| EXERCISE TASKS |
**A)** Set down the part of the planning report on players.csv from "- **Subscribe**: A" up to and including "to identify players.".
**B)** In the planning report on players.csv, what is the maximum value listed for played_hours?
**C)** Write what comes next in the planning report on players.csv, picking up after its last line.

| SELECTED EXTRACT |
******

# Individual Planning Report - Randiv Adhihetty

### (1) Data Description

##### (1.a) players.csv

| Variable     | Data Type | Non-Null Count      | Mean     | Median | Standard Deviation | Min | Max   |
| ------------ | ----------| ------------------- | -------- | ------ | ------------------ | --- | ----- |
| experience   | character | 196                 | NA       | NA     | NA                 | NA  | NA    |
| subscribe    | boolean   | 196                 | NA       | NA     | NA                 | NA  | NA    |
| hashedEmail  | character | 196                 | NA       | NA     | NA                 | NA  | NA    |
| played_hours | double    | 196                 | 5.8459   | 0.1    | 28.3573            | 0.0 | 223.1 |
| name         | character | 196                 | NA       | NA     | NA                 | NA  | NA    |
| gender       | character | 196                 | NA       | NA     | NA                 | NA  | NA    |
| Age          | double    | 194 + (2 NA values) | 20.50206 | 19     | 6.1747             | 8   | 50    |

Descriptions:
- **Experiance**: Categorical names that indicate a player's experiance within Minecraft.
- **Subscribe**: A boolean indication of whether the player is subscribed to Minecraft (or owns a copy of Minecraft).
- **Hashed Email**: A unique hashed string used to identify players.

******

| COLLECTED DATA |

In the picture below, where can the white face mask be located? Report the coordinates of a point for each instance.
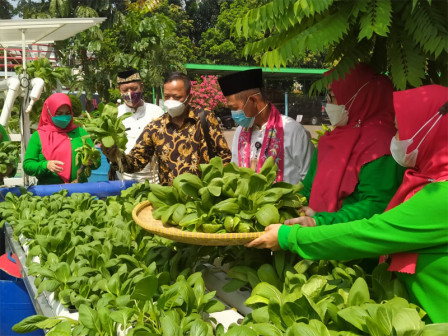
(399, 148)
(337, 113)
(174, 107)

******

| SET OF ANSWERS |
**A)**
- **Subscribe**: A boolean indication of whether the player is subscribed to Minecraft (or owns a copy of Minecraft).
- **Hashed Email**: A unique hashed string used to identify players.

**B)** 223.1

**C)**
- **Played hours**: Total number of hours played by the player.
- **Name**: The players name.
- **Gender**: The players gender.
- **Age**: The player's age in years.

Issues:
- **Skewed hours**: The variable played_hours has skewed values as the median is 0.1 but the min and max being 0 and 223.1 respectively. 
- **Two Missing Age Values**: There are two players that have NAs for their age.

How Data was collected:
- The data was likely collected via a user registration form.


##### (1.b) sessions.csv

| Variable            | Data Type | Non-Null Count            | Mean     | Median   | Standard Deviation | Min      | Max      |
| --------------------| --------- | ------------------------- | -------- | ---------| ------------------ | ---------| ---------|
| hashedEmail         | character | 1535                      | NA       | NA       | NA                 | NA       | NA       |
| start_time          | character | 1535                      | NA       | NA       | NA                 | NA       | NA       |
| end_time            | character | 1533 + (2 missing values) | NA       | NA       | NA                 | NA       | NA       |
| original_start_time | double    | 1535                      | 1.719e12 | 1.719e12 | 3.557e9            | 1.712e12 | 1.727e12 |
| original_end_time   | double    | 1533 + (2 missing values) | 1.719e12 | 1.719e12 | 3.553e9            | 1.712e12 | 1.727e12 |

Descriptions:
- **Hashed Email**: A unique hashed string used to identify players.
- **Start Time**: The start time of the session in the format DD/MM/YYYY HH:MM.
- **End Time**: The end time of the session in the format DD/MM/YYYY HH:MM.
- **Original Start Time**: The start time of the session in Unix timestamp format. 
- **Original End Time**: The end time of the session in Unix timestamp format. 

Issues:
- **Original Start/End Time precision**: Unix time is not very precise, which may lead to some issues if used specifc calculations like getting the specific time of when a player ended a session.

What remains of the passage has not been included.